**Source extract:**
[Bioperl-l] [RFC] Interolog::Walk
Giuseppe Gallone
G.Gallone at sms.ed.ac.uk
Thu Aug 19 10:45:36 UTC 2010
Hi Dave,
thank you very much for your helpful comments.
Regarding the module name: I will follow your advice and avoid to
propose a new root during the module registration. As for the second
level, I haven't been able to find anything related to
homology/orthology, therefore I'm not sure whether I should go for
Bio::Orthology::InterologMap
or
Bio::Homology::InterologMap
The first one being maybe a bit more specific. I might also expand
further as in
Bio::Orthology::Interolog::Map,
just in case somebody else finds other interesting applications for the
Interolog concept and would like to "plug in" their own contribution.
Would this make any sense?
I also appreciate your comments on the documentation. The one I provided
is actually not the full pod I was planning to include, but rather an
extract. What I have at the moment is a description, for each method, in
the following form:
=====================================
remove_duplicate_rows
Usage : $RC = InterologMap::remove_duplicate_rows(input_handle
=> $dbh,
output_handle => $out_data,
header
=> 'standard',
);
Purpose : This is used to clean up a TSV data files of duplicate
entries. Occasionally, Intact can return duplicate
entries. This routine will make sure no such
duplicates are kept. A new datafile is built.

**The data:**
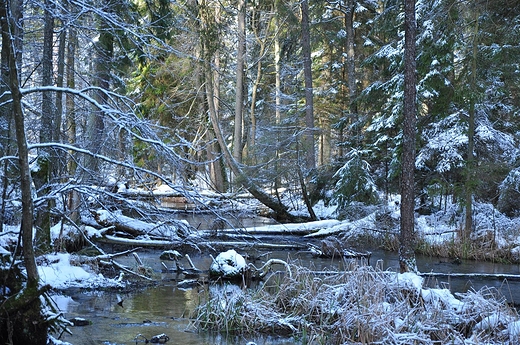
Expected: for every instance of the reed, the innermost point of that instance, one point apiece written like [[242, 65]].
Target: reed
[[361, 305]]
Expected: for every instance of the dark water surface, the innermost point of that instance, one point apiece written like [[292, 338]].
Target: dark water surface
[[165, 308]]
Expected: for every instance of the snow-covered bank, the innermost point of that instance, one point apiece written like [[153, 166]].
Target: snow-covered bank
[[361, 305]]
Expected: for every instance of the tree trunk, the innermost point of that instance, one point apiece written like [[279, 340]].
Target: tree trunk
[[103, 50], [407, 235], [42, 176], [308, 146], [280, 209], [470, 161], [73, 196], [239, 90], [23, 318]]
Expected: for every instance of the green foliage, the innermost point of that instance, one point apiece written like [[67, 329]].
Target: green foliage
[[355, 182]]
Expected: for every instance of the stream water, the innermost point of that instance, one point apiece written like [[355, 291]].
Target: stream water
[[165, 307]]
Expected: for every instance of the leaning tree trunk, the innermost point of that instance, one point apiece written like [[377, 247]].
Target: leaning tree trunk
[[280, 209]]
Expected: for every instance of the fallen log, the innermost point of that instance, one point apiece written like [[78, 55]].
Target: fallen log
[[135, 228]]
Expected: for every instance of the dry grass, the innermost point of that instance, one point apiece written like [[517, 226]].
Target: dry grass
[[363, 305]]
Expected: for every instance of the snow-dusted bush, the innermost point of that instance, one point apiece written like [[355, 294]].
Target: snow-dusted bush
[[362, 305]]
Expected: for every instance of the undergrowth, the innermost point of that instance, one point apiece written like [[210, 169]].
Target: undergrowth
[[361, 305]]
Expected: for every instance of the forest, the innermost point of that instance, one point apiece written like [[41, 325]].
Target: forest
[[304, 103]]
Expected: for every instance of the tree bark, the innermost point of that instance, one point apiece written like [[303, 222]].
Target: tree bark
[[470, 161], [46, 159], [239, 90], [310, 154], [407, 239], [103, 50], [280, 209]]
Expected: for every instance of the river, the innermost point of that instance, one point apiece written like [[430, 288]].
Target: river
[[165, 308]]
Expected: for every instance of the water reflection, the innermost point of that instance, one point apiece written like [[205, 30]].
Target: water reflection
[[117, 318]]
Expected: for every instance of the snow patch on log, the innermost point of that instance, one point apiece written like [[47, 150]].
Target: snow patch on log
[[228, 264]]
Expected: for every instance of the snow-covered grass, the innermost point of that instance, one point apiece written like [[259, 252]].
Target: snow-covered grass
[[360, 305]]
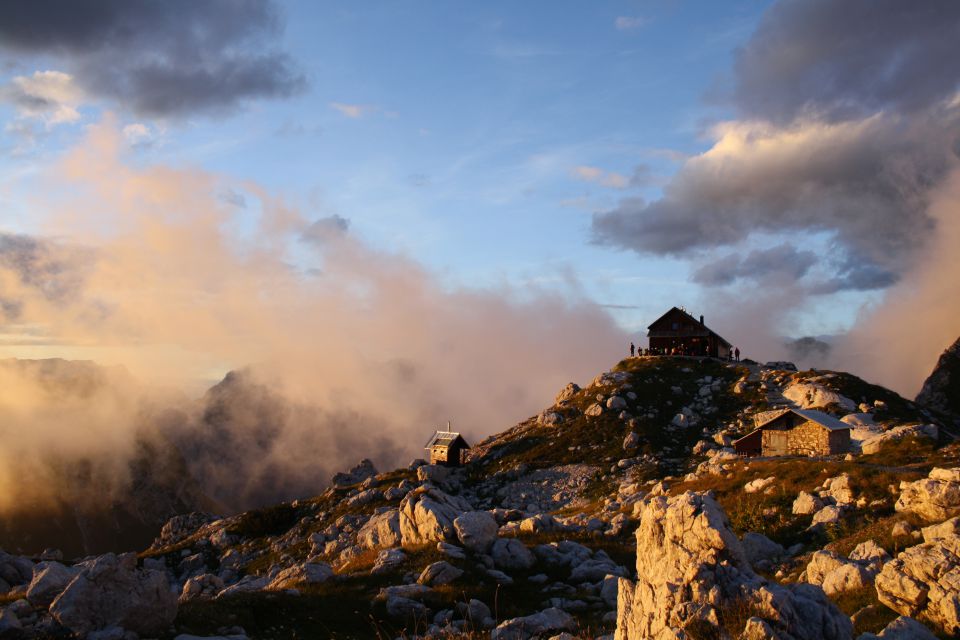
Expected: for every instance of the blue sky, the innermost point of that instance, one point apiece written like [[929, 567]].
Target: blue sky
[[485, 139], [476, 137]]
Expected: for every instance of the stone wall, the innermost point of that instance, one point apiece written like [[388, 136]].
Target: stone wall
[[806, 439]]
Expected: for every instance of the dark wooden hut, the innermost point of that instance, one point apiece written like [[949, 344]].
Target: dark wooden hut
[[447, 448], [677, 331]]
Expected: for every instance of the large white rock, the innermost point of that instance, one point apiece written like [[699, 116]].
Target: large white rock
[[690, 566], [835, 574], [111, 591], [306, 573], [873, 443], [510, 553], [203, 587], [806, 504], [934, 498], [810, 395], [476, 530], [438, 573], [902, 628], [49, 580], [380, 531], [548, 620], [839, 490], [427, 515], [925, 579], [755, 486]]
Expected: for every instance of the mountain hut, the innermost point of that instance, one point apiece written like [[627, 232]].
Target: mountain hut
[[447, 448]]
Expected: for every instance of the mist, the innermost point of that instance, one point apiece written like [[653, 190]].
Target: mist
[[343, 351]]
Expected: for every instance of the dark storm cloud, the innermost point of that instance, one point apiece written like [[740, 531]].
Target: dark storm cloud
[[847, 122], [31, 266], [781, 261], [841, 59], [856, 181], [168, 58]]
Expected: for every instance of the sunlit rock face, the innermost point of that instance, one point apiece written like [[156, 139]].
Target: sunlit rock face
[[693, 573], [941, 391]]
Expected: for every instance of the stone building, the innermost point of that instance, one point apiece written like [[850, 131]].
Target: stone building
[[795, 432]]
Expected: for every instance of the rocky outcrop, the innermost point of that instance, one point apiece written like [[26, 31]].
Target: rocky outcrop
[[835, 574], [49, 580], [476, 530], [925, 580], [935, 498], [112, 591], [875, 443], [902, 628], [427, 515], [381, 531], [306, 573], [941, 391], [692, 570], [538, 624], [363, 470], [810, 395]]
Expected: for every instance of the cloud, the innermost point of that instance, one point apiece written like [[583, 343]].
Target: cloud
[[843, 134], [629, 23], [50, 96], [354, 110], [856, 180], [342, 350], [158, 58], [596, 175], [841, 60], [783, 261]]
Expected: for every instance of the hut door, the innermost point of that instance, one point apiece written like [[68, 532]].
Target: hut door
[[777, 443]]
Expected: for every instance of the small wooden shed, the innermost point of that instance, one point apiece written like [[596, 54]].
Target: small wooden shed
[[447, 448], [796, 432]]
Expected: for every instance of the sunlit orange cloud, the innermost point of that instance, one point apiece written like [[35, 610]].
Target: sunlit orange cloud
[[165, 287]]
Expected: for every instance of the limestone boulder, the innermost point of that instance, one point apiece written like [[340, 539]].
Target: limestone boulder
[[835, 574], [761, 549], [381, 531], [438, 573], [362, 471], [510, 553], [112, 591], [427, 515], [49, 581], [202, 587], [925, 580], [934, 498], [550, 620], [306, 573], [810, 395], [567, 393], [476, 530], [870, 554], [806, 504], [902, 628], [691, 567]]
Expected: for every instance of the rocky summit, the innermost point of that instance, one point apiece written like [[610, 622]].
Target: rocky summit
[[628, 508]]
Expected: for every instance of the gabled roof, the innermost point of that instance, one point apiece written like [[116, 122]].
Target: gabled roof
[[692, 319], [445, 438], [823, 419]]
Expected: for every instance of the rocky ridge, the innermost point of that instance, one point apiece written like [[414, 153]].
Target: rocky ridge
[[618, 510]]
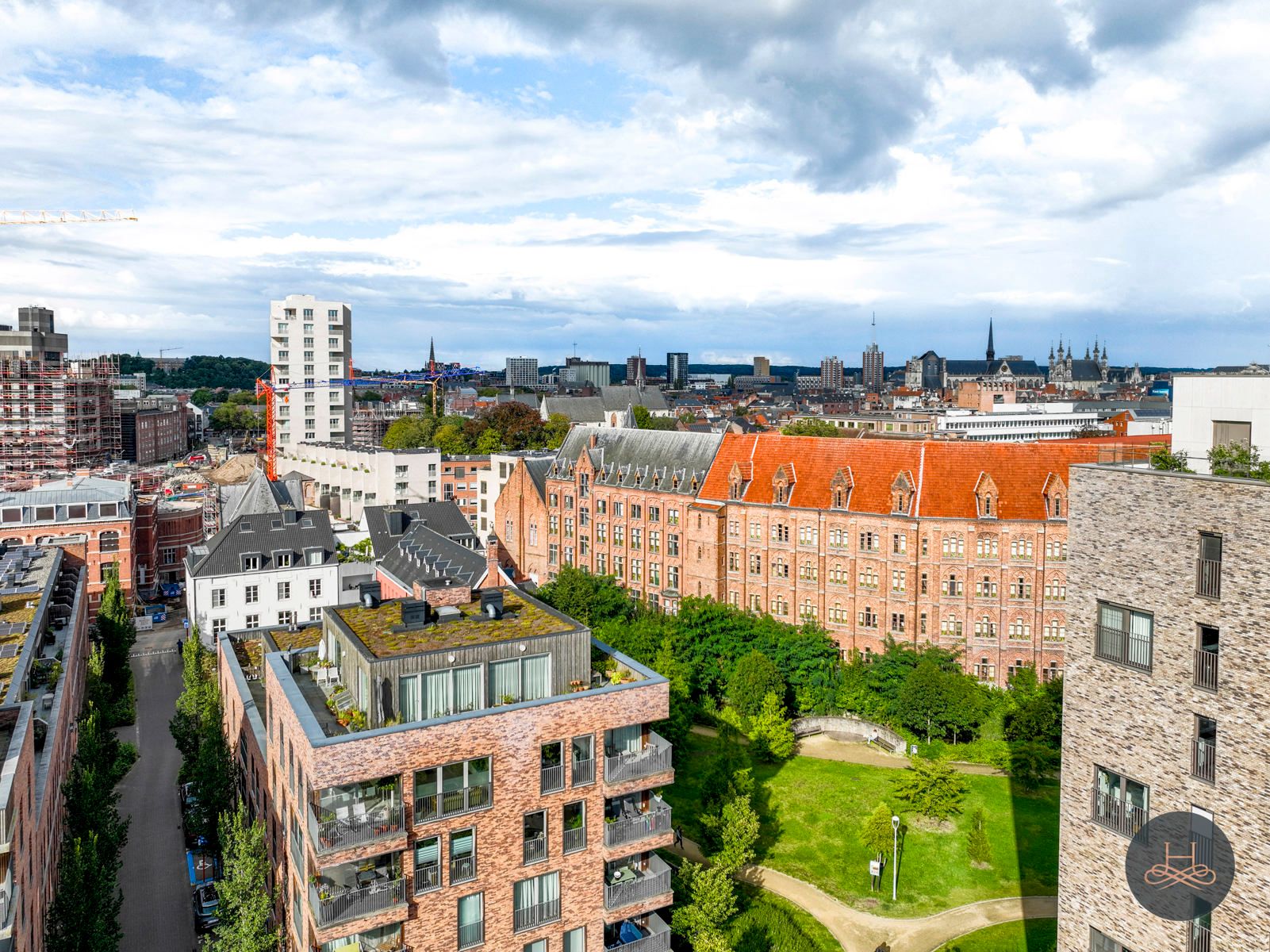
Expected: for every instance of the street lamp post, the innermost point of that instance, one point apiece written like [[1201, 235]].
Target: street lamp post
[[894, 856]]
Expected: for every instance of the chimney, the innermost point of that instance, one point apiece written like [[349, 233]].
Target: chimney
[[492, 546]]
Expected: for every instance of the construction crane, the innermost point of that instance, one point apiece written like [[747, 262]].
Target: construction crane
[[44, 217], [272, 391]]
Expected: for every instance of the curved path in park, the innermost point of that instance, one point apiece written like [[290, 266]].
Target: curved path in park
[[861, 932]]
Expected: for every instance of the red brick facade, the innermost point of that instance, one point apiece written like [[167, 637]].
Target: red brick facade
[[955, 543]]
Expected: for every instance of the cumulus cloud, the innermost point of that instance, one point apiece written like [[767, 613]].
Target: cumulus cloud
[[630, 175]]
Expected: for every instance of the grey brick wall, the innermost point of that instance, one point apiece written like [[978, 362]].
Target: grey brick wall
[[1134, 541]]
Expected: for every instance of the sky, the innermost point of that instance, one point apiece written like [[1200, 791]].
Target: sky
[[722, 177]]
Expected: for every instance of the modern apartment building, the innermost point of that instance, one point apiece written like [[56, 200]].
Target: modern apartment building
[[310, 343], [44, 619], [348, 478], [35, 340], [460, 482], [676, 370], [1164, 701], [522, 372], [873, 374], [466, 770], [831, 374], [955, 543]]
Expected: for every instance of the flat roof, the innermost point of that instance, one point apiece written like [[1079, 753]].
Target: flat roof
[[522, 619]]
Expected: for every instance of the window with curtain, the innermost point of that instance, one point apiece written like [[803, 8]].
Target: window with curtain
[[408, 698], [505, 682], [538, 677]]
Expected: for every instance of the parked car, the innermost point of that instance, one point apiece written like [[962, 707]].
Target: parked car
[[206, 908]]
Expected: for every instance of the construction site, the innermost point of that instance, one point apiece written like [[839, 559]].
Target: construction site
[[56, 416]]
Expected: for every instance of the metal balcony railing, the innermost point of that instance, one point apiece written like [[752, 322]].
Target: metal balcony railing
[[355, 904], [452, 803], [1117, 814], [1204, 759], [654, 881], [1206, 670], [359, 827], [553, 778], [629, 829], [1208, 578], [535, 916], [630, 766]]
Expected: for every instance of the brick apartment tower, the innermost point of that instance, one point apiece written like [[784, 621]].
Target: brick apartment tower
[[1164, 698], [503, 795]]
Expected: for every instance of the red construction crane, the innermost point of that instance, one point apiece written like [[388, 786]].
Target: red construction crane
[[272, 391]]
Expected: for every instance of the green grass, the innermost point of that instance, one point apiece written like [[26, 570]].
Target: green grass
[[1030, 936], [811, 810], [769, 923]]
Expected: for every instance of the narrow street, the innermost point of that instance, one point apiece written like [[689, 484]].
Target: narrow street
[[158, 913]]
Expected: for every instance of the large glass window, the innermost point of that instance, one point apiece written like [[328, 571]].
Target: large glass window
[[520, 679], [1126, 636]]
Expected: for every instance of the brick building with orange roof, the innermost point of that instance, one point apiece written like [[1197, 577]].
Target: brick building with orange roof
[[957, 543]]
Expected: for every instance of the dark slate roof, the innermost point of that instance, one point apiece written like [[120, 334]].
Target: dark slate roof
[[389, 524], [266, 535], [259, 495], [670, 461], [539, 467], [428, 558], [976, 368]]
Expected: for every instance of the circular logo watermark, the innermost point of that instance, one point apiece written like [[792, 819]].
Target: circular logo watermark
[[1180, 866]]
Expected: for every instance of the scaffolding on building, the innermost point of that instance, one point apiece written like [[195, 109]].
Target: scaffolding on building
[[57, 416]]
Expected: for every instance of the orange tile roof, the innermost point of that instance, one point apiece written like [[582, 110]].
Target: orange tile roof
[[945, 471]]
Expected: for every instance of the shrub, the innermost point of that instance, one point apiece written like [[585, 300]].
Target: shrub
[[976, 844], [932, 789], [754, 679]]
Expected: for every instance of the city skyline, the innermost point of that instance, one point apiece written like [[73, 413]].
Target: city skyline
[[1081, 169]]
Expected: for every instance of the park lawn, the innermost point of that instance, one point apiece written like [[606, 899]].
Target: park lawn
[[811, 812], [1028, 936]]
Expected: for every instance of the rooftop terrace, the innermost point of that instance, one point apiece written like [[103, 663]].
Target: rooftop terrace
[[380, 628]]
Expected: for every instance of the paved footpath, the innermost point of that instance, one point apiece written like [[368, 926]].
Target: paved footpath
[[861, 932], [158, 912]]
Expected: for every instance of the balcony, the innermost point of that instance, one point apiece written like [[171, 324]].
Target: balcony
[[634, 827], [355, 824], [625, 884], [534, 916], [648, 935], [1204, 759], [452, 803], [353, 903], [1117, 814], [1208, 578], [631, 766], [471, 935]]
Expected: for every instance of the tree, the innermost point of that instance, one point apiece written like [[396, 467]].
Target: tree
[[771, 731], [116, 634], [877, 831], [1030, 763], [738, 833], [245, 901], [84, 916], [754, 679], [811, 428], [589, 598], [932, 789], [976, 842]]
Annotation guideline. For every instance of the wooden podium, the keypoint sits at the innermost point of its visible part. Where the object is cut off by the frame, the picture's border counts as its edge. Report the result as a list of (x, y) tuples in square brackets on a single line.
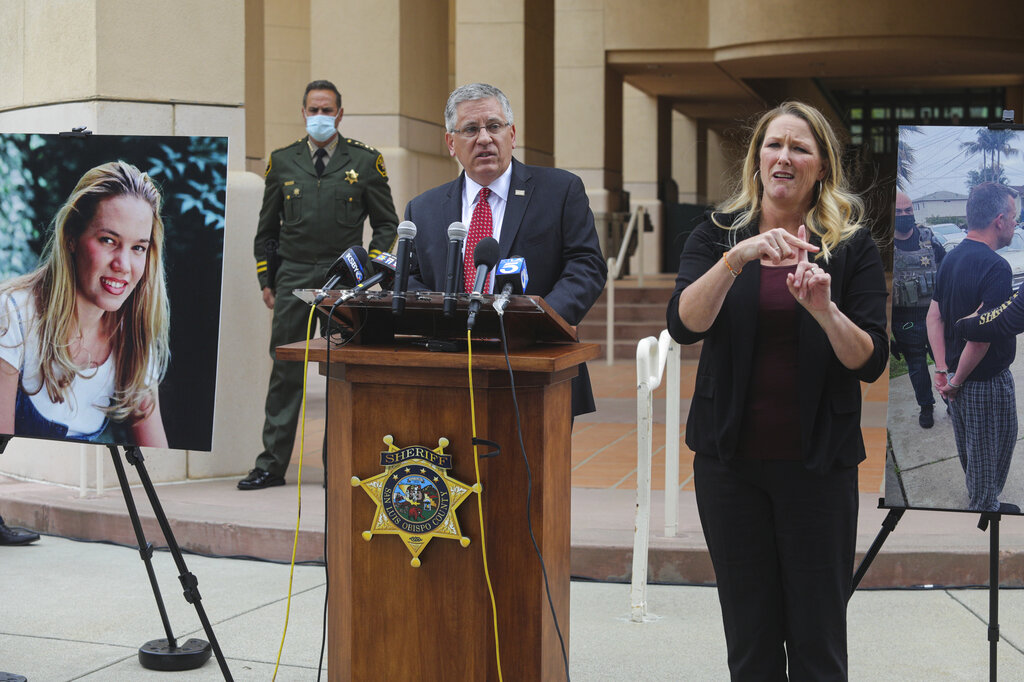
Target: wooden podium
[(388, 620)]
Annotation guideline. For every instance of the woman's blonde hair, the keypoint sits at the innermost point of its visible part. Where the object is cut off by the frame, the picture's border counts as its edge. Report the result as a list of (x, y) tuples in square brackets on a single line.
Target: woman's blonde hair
[(139, 342), (836, 212)]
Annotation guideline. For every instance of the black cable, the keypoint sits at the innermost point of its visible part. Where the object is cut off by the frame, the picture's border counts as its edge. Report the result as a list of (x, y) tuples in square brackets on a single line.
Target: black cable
[(327, 430), (529, 495)]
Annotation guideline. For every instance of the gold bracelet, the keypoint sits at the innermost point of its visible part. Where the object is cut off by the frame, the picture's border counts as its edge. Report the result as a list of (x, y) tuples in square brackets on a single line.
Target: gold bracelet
[(733, 272)]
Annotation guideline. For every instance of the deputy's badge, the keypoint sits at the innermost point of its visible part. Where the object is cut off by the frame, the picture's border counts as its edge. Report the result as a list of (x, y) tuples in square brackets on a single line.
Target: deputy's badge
[(415, 499)]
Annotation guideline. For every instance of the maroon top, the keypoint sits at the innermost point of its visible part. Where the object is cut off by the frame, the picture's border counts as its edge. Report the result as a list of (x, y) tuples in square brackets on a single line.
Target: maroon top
[(771, 425)]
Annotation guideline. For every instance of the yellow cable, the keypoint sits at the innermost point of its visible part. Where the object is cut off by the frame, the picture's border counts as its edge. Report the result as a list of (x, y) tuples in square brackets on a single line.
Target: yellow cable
[(479, 506), (298, 487)]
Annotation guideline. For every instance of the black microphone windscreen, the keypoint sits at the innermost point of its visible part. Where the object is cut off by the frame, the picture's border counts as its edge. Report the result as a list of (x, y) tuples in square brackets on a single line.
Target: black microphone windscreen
[(458, 231), (485, 252), (407, 229)]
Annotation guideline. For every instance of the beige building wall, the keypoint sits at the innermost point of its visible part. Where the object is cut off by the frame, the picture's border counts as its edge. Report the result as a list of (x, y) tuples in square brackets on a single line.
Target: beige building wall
[(684, 157), (118, 67)]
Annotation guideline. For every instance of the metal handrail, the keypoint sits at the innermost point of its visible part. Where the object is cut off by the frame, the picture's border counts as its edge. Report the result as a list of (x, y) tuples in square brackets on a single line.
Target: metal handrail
[(660, 354), (614, 271)]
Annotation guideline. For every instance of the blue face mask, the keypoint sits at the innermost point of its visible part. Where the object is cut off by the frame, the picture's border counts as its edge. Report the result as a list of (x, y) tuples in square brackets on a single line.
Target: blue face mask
[(321, 127)]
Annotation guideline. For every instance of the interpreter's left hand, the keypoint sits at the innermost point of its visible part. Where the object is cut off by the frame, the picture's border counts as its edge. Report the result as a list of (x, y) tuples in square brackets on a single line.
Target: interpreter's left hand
[(810, 285), (948, 391)]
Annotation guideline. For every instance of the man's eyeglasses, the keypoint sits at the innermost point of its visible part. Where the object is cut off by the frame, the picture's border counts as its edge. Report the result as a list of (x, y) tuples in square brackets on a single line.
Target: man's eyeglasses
[(471, 131)]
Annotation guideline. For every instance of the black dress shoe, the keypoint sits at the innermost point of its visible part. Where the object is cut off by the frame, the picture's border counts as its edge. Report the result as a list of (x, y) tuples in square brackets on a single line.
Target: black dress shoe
[(12, 537), (258, 479)]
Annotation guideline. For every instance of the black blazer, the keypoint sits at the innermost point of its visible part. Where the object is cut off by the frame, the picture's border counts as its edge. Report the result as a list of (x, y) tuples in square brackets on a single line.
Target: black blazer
[(548, 221), (829, 393)]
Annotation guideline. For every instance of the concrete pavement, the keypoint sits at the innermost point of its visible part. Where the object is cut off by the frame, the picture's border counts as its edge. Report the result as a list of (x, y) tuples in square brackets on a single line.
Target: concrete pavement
[(77, 610)]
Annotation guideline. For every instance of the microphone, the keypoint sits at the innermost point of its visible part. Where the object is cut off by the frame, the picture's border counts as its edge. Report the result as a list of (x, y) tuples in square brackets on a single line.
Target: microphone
[(407, 231), (484, 257), (453, 267), (348, 270), (385, 264), (510, 279)]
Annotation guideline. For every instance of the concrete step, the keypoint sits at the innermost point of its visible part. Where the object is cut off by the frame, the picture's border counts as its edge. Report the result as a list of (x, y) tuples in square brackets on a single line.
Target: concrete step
[(628, 311), (594, 332), (659, 294), (627, 350)]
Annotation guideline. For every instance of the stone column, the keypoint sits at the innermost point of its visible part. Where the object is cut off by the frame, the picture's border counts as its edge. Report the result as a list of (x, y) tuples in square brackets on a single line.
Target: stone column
[(390, 60), (640, 172), (510, 44)]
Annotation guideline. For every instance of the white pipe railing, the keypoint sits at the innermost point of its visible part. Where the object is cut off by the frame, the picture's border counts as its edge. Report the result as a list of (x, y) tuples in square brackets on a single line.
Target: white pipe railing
[(652, 357), (614, 271)]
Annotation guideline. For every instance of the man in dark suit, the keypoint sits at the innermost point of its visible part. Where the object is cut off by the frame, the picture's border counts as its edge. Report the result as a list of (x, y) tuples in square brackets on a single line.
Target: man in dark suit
[(541, 214)]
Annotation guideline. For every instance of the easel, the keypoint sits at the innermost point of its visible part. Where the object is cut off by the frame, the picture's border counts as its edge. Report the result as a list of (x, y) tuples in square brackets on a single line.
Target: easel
[(987, 519), (165, 653)]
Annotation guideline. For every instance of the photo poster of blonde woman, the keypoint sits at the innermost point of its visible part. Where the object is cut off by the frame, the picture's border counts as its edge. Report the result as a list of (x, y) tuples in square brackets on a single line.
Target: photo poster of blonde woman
[(957, 249), (111, 268)]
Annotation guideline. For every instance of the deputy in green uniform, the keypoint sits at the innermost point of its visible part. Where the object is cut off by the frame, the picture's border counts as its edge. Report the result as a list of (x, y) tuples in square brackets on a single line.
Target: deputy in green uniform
[(318, 193)]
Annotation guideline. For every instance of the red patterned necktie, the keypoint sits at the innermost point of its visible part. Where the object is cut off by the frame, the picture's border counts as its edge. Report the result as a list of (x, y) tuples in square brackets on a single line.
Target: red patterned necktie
[(480, 225)]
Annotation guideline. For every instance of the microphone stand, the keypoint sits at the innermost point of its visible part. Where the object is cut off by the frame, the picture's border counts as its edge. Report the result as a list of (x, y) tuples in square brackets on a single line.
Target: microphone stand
[(165, 653)]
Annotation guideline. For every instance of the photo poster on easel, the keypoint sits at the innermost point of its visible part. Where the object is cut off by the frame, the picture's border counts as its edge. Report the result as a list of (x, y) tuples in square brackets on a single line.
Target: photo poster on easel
[(937, 167), (109, 334)]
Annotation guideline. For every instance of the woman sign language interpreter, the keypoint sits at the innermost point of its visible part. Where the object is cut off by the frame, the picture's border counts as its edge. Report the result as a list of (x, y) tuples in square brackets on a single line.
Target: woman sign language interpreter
[(784, 287)]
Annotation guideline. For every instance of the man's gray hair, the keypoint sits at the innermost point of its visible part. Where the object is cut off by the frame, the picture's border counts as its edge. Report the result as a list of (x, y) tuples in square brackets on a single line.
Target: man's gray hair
[(472, 92), (986, 202)]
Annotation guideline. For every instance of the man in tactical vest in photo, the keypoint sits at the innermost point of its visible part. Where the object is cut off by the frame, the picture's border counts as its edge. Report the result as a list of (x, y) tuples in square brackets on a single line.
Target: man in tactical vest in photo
[(915, 260)]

**Study questions:**
[a] List every module name that the mailing-list post above the entries puts forward as a candidate for the module.
[b] Reproduce word for word the part of the mailing-list post starting at "[Bioperl-l] [RFC] Interolog::Walk" and ending at "your helpful comments.".

**Solutions to the tasks:**
[a]
Bio::Orthology::InterologMap
Bio::Homology::InterologMap
Bio::Orthology::Interolog::Map

[b]
[Bioperl-l] [RFC] Interolog::Walk
Giuseppe Gallone
G.Gallone at sms.ed.ac.uk
Thu Aug 19 10:45:36 UTC 2010
Hi Dave,
thank you very much for your helpful comments.